## Start Document passage

# First Bowl



## EugeneInNC (Aug 18, 2008)

This is my first bowl. I made it from a limb that fell from a Sweet Gum tree in my yard. The deminsions are 2-3/8" X 6-7/8". I am excited. I like being able to take something that would have been put on the burn pile and making a bowl from it.
Thanks for looking.
Eugene


----------



## Barry Ward (Mar 22, 2008)

Very nice looking piece,great start.


----------



## firehawkmph (Apr 26, 2008)

Eugene,
Looks good, now you're hooked. At one of our club demos, the fellow doing the turning told us he was making a 'pocket butler'. I thought it was something to keep in your pocket to hold your money. I couldn't picture what he was talking about. He proceeded to turn a bowl about the size you have here. It is intended to put on your dresser to hold your wallet, change, etc. Hence the 'pocket butler'. Yours looks like it would work great for that. Keep going.
Mike Hawkins:thumbsup:


----------



## Carl J (Nov 11, 2008)

*Nice work*

Looks like one I made many years ago but yours turned out better.:smile:

Keep up the good work
Carl


----------



## The Mind Train (Nov 10, 2008)

*Excellent work*

Looks like you have turned a really nice piece there. Much better than my first bowl attempt which burst apart on the lathe and flew around the workshop. My fault for attempting to use meranti I suppose.

What is the finishing product you have used? I started to use walnut oil on my bowls in an attempt to make them food safe until someone pointed out that is not very safe for people with nut allergies  Oh well, we live and learn.

## End Document passage

▶ **Exercise objective**
Reproduce the passage of the first-bowl forum thread that begins with the words containing "This is my first" and ends with "Thanks for looking.".

## Start Entries shown

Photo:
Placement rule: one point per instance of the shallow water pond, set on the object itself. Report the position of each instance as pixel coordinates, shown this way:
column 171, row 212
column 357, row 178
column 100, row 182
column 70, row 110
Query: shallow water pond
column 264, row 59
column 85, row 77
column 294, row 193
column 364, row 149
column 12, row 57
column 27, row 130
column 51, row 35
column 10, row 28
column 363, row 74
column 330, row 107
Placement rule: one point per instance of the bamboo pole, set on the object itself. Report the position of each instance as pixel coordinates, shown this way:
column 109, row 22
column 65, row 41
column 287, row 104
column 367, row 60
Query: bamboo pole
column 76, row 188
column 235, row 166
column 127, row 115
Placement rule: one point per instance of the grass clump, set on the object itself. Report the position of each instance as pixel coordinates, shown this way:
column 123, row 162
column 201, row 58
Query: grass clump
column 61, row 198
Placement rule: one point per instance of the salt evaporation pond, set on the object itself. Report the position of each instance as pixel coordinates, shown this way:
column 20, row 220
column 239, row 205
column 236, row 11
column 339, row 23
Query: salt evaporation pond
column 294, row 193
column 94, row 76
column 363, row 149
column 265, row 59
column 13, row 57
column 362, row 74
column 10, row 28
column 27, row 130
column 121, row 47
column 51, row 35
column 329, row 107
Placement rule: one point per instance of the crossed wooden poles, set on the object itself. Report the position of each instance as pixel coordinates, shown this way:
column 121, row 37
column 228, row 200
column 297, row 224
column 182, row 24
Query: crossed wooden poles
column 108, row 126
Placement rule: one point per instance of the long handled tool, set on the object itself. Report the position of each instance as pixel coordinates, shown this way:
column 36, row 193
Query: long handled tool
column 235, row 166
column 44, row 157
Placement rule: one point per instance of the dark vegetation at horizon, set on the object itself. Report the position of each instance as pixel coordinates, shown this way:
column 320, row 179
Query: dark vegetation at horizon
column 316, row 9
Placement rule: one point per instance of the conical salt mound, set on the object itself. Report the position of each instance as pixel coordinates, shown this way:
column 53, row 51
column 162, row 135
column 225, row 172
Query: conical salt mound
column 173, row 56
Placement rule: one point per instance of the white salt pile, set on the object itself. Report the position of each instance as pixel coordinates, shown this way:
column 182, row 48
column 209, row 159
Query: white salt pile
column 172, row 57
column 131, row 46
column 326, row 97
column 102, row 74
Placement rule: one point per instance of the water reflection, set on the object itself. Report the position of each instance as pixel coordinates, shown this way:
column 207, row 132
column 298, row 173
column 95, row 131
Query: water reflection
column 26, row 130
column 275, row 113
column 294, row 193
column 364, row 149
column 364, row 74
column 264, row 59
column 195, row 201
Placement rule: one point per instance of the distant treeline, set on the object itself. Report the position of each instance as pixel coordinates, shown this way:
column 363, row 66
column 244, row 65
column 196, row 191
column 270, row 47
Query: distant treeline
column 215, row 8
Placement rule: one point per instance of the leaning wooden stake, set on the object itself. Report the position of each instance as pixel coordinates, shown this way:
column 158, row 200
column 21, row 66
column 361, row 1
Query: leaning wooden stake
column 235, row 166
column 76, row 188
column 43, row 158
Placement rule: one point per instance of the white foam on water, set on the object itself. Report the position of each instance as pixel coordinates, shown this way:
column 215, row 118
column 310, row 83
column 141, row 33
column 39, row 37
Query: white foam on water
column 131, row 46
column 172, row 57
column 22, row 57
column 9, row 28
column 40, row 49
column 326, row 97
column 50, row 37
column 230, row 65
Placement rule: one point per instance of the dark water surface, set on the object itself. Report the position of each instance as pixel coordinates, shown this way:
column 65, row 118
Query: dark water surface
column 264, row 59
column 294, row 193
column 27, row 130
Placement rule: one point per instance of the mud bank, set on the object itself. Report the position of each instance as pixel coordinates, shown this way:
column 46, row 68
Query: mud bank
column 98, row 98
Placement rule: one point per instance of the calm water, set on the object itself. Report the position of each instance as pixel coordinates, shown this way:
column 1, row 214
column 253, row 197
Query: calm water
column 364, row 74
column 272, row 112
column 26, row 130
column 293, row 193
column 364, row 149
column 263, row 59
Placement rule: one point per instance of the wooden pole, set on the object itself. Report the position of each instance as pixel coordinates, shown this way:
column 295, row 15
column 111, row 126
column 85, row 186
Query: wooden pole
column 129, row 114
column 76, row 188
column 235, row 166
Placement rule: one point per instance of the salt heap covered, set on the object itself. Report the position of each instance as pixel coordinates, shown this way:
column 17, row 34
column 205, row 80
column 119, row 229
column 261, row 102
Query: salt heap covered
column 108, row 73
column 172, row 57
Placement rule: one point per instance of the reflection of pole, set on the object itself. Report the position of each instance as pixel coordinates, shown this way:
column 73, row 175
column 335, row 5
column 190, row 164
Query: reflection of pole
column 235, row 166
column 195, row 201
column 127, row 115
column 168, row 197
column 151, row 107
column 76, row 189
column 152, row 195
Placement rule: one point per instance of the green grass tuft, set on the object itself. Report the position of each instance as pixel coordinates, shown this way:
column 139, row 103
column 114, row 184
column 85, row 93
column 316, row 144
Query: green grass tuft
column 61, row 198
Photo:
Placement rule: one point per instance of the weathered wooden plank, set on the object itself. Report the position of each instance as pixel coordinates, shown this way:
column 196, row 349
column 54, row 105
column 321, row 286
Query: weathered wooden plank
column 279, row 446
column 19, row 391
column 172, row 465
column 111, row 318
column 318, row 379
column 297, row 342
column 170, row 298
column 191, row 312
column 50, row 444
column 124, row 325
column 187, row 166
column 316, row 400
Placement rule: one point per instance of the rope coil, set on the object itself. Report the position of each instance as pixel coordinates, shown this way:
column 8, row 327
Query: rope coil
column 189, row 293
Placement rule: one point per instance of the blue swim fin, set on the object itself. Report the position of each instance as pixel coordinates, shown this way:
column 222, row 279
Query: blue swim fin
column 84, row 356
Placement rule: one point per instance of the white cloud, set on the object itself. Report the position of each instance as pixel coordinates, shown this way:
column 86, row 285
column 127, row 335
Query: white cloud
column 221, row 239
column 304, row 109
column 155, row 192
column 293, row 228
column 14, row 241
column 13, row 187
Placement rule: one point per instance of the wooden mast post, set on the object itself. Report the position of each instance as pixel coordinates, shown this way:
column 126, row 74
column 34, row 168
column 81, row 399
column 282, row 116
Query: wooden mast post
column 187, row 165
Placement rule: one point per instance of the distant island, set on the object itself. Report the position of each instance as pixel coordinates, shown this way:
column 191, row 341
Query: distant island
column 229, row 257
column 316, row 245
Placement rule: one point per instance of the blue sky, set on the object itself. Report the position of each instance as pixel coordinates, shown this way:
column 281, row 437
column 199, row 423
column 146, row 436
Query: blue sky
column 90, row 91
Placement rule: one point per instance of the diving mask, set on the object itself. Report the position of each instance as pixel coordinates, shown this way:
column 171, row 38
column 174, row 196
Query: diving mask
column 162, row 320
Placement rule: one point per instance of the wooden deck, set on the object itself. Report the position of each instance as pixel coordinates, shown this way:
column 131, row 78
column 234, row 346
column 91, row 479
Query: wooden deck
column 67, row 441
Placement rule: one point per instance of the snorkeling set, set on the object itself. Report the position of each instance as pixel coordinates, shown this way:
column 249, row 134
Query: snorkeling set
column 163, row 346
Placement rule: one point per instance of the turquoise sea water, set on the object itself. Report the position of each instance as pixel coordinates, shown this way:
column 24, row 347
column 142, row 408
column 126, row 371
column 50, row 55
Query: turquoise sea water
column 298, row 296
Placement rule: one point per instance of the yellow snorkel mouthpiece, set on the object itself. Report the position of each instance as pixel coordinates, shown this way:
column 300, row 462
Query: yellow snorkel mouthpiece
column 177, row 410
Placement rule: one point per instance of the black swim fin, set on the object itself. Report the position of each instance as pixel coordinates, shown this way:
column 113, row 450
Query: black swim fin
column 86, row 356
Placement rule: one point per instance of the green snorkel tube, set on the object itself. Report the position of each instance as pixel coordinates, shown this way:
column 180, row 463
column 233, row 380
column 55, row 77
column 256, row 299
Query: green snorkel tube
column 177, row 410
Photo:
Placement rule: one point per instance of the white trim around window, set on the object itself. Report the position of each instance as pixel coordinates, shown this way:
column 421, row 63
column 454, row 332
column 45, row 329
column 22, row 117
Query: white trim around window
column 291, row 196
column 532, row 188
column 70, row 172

## End Entries shown
## Start Entries shown

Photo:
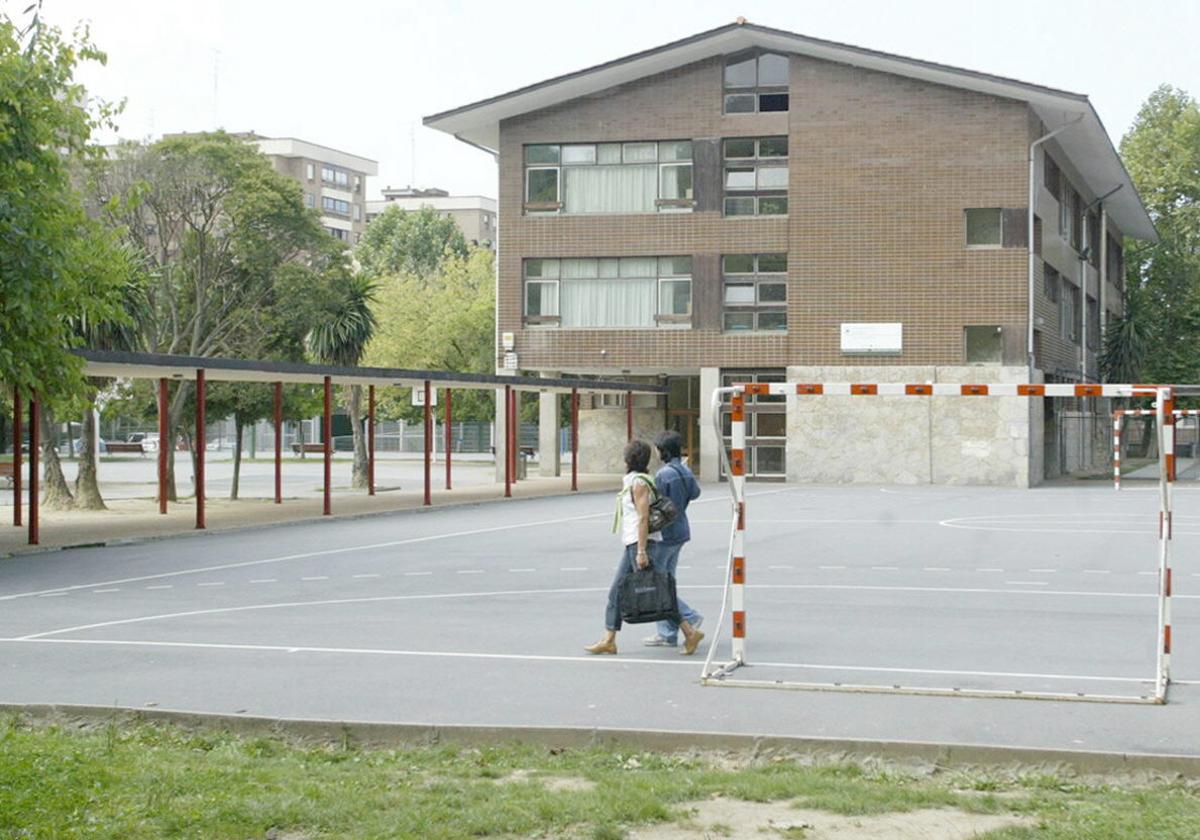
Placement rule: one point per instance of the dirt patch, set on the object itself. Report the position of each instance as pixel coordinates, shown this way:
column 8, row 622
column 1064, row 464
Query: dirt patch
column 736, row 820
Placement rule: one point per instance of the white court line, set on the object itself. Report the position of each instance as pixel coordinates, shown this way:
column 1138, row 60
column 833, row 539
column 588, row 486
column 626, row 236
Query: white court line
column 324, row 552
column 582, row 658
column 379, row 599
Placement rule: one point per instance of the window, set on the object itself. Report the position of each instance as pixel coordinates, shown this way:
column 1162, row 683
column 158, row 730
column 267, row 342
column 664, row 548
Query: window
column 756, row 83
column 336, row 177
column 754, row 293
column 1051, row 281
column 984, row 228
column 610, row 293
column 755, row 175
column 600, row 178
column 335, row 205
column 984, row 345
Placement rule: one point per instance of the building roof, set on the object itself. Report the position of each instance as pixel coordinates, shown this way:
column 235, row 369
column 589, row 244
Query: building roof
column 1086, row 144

## End Entries shown

▶ **Written answer**
This is my first bowl. I made it from a limb that fell from a Sweet Gum tree in my yard. The deminsions are 2-3/8" X 6-7/8". I am excited. I like being able to take something that would have been put on the burn pile and making a bowl from it.
Thanks for looking.